*WHAT THIS TASK INVOLVES:*
Leave the pictures out and print every record below exactly as it stands.

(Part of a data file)

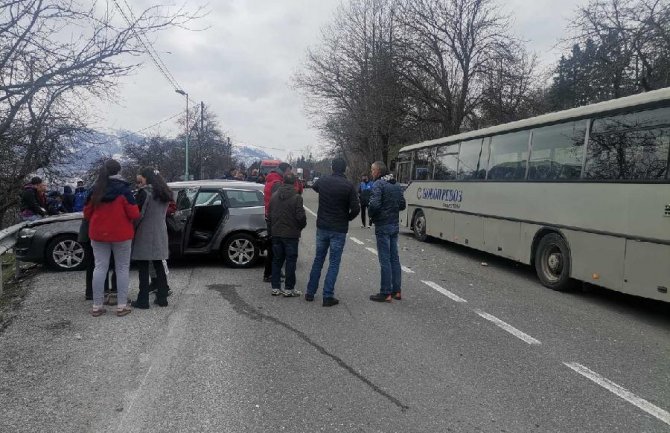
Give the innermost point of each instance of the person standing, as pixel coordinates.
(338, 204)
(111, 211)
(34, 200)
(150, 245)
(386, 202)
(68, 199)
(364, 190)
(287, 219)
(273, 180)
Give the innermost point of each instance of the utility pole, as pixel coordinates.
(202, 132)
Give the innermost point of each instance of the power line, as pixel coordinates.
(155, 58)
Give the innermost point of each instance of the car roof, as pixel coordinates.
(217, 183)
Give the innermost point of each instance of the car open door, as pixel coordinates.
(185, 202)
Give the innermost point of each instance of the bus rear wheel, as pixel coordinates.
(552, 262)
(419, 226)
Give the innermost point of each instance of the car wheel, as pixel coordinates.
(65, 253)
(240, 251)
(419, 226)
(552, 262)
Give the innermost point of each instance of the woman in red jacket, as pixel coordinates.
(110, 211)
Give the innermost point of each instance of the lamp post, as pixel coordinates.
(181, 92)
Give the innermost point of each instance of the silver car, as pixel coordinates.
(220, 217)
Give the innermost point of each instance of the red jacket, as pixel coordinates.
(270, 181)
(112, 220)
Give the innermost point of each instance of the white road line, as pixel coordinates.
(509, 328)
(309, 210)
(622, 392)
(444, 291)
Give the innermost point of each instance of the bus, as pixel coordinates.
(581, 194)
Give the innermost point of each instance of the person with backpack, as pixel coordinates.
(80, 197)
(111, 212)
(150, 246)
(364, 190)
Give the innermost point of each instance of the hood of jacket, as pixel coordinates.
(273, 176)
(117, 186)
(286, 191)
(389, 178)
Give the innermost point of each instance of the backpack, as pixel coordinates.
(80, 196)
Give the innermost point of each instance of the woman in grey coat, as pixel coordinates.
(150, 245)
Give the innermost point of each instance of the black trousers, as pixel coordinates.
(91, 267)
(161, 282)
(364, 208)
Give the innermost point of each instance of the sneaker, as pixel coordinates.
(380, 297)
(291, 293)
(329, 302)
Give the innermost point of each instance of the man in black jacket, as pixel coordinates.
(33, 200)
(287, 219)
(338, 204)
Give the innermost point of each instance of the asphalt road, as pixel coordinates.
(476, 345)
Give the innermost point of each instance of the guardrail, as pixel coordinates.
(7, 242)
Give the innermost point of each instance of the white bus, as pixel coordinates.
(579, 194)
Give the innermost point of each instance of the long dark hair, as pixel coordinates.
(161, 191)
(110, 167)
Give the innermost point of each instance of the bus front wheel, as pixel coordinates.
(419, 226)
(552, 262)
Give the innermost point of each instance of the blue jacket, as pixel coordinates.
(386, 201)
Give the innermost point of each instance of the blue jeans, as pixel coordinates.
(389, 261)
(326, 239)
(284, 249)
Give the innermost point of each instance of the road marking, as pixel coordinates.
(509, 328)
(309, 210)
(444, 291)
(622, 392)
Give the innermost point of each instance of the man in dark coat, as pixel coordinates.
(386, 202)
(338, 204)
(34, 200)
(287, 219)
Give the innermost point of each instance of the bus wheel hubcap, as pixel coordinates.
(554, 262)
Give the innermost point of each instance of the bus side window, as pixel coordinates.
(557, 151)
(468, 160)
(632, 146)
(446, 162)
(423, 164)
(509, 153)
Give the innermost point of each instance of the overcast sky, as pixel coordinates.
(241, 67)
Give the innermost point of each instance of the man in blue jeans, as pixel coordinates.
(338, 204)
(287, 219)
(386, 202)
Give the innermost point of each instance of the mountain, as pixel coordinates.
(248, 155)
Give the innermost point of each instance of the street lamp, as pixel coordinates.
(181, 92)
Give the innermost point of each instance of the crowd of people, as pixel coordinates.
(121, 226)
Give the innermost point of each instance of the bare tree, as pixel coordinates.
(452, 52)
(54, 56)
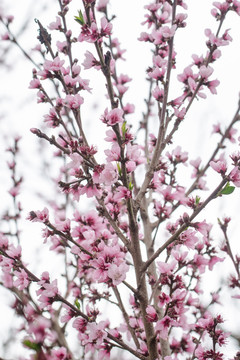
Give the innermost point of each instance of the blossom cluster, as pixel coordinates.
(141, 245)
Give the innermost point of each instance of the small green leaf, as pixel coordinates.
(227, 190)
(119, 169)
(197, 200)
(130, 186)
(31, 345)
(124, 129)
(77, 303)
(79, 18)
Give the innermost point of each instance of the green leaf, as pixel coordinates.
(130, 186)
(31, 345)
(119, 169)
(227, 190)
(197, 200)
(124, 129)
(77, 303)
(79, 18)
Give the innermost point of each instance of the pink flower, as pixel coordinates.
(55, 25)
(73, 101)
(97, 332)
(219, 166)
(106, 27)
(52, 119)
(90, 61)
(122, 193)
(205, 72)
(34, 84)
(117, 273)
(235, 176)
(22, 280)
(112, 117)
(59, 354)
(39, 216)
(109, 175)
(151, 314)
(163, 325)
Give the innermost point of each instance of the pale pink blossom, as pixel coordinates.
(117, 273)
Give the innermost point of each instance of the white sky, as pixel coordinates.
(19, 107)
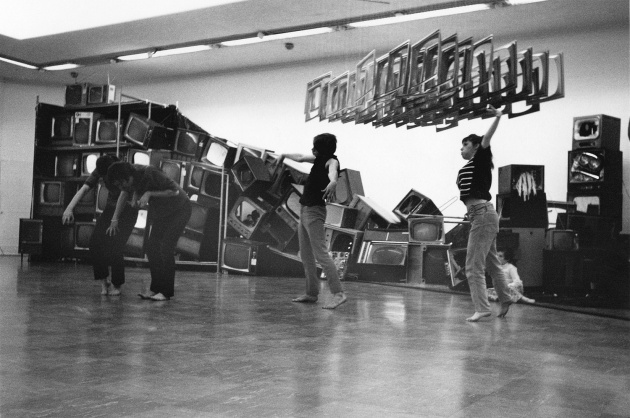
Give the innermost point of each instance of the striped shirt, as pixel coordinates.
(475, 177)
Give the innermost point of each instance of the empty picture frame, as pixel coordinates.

*RESPONSE TO THIS EXERCISE:*
Give the innermost point of each instance of the person standing, as pixel coordinates.
(338, 204)
(111, 211)
(34, 200)
(150, 245)
(386, 202)
(68, 199)
(364, 190)
(287, 219)
(273, 180)
Give the innermost point of each instance of the utility pole, as pixel coordinates.
(202, 132)
Give the innermost point of each instance of the power line, as pixel coordinates.
(155, 58)
Give the innermost point of each instance of the car roof, as pixel coordinates.
(217, 183)
Give the innermost point of each instance of the car open door, as pixel coordinates.
(185, 202)
Give the innermost point of each instance of the bus rear wheel, as pixel coordinates.
(552, 262)
(419, 226)
Give the innermost point of each instance of the car wheel, as pixel coordinates.
(65, 253)
(240, 251)
(419, 226)
(552, 262)
Give the innermost point of each instance of the woman in red jacket, as pixel coordinates.
(110, 211)
Give the innermost point of each instance of the lamp post, as pixel coordinates.
(181, 92)
Give the innermost point of each instance of the silver car, as pixel coordinates.
(220, 217)
Give the innermost point of each instance of the red jacket, as pixel coordinates.
(270, 181)
(112, 220)
Give the innermost point of each instance of the white road line, as pixel coordinates.
(509, 328)
(309, 210)
(622, 392)
(444, 291)
Give the innermost point of each instance of the bus, as pixel coordinates.
(581, 194)
Give the innermost point of each instance of the person with backpack, as pixel coordinates.
(80, 197)
(111, 212)
(150, 246)
(364, 190)
Give the innermost point of each instance of the hood of jacket, as pixel coordinates.
(273, 176)
(117, 186)
(286, 191)
(389, 178)
Give the innermost point of each instance of the backpack, as pixel coordinates.
(80, 196)
Give the innermost point of each instance of the woman in grey coat, as pixel coordinates.
(150, 245)
Give the innermost point of each instance of the black trousers, as pixel coordinates.
(91, 267)
(161, 282)
(364, 208)
Give the innermost point of each instance of the sneaker, as pixel coordinates.
(380, 297)
(291, 293)
(329, 302)
Give the innermost point of each instance of the man in black jacket, as pixel coordinates.
(33, 200)
(287, 219)
(338, 204)
Give the innermost point of each instance of the asphalt road, as pixel coordinates.
(476, 345)
Give the innermost point of each instance of the guardrail, as pixel coordinates.
(7, 242)
Give the innermost point of each instance of the white bus, as pixel coordinates.
(579, 194)
Give the innermost point of each instance of the long dark hair, as pixel coordinates.
(161, 191)
(110, 167)
Give the innermost point of each instance of the bus front wheel, as pixel coordinates.
(419, 226)
(552, 262)
Give the innermost point of each instance of the blue jacket, as pixel coordinates.
(386, 201)
Give the innermost point of each instance of the blue jeans, as pixel coordinates.
(389, 261)
(326, 239)
(284, 249)
Give the innermost point of each instance of the road marking, as pixel coordinates.
(509, 328)
(309, 210)
(444, 291)
(622, 392)
Give the innermost point of each instance of the man in dark coat, as pixel coordinates.
(386, 202)
(338, 204)
(34, 200)
(287, 219)
Give the innermost point of each instance of the bus wheel hubcap, as pixel coordinates.
(554, 262)
Give the innermost point of each instance of the bus side window, as pixel coordinates.
(557, 151)
(468, 160)
(632, 146)
(446, 162)
(423, 164)
(509, 153)
Give the innermost point of each instance of the overcast sky, as pixel coordinates.
(241, 67)
Give the innermost point of each instance of the man in blue jeans, as pixel coordinates.
(338, 204)
(287, 219)
(386, 202)
Give the innermost point of each instance of the mountain, as pixel coordinates.
(248, 155)
Give the innermost point of each instance of the street lamp, as pixel coordinates.
(181, 92)
Give the innermost point of each instance of the crowd of people, as pixel coordinates.
(121, 226)
Give the innermost point of each instance of the bare tree, as pixel coordinates.
(452, 52)
(54, 56)
Give the innermost point of each instance of the blossom cluster, as pixel coordinates.
(141, 245)
Give the innermost point of each instance of the small green leaf, as pixel coordinates.
(227, 190)
(119, 169)
(197, 200)
(130, 186)
(31, 345)
(124, 129)
(77, 303)
(79, 18)
Give the innermost point of each instance of the green leaf, as pixel coordinates.
(130, 186)
(31, 345)
(119, 169)
(227, 190)
(197, 200)
(124, 129)
(77, 303)
(79, 18)
Give the innermost point of each instance of the pink flower, as pixel coordinates.
(55, 25)
(73, 101)
(97, 332)
(219, 166)
(106, 27)
(52, 119)
(90, 61)
(122, 193)
(205, 72)
(34, 84)
(117, 273)
(235, 176)
(22, 280)
(112, 117)
(59, 354)
(39, 216)
(109, 175)
(151, 314)
(163, 325)
Give the innermost point of each instance of the pale pink blossom, as pixel coordinates.
(117, 273)
Give the innermost point of each instance of the white sky, as pixel coordinates.
(19, 107)
Give the innermost point of each instance of the striped shirt, as pixel coordinates.
(475, 177)
Give the innermost point of each instance of the empty picture frame, as pixel coordinates.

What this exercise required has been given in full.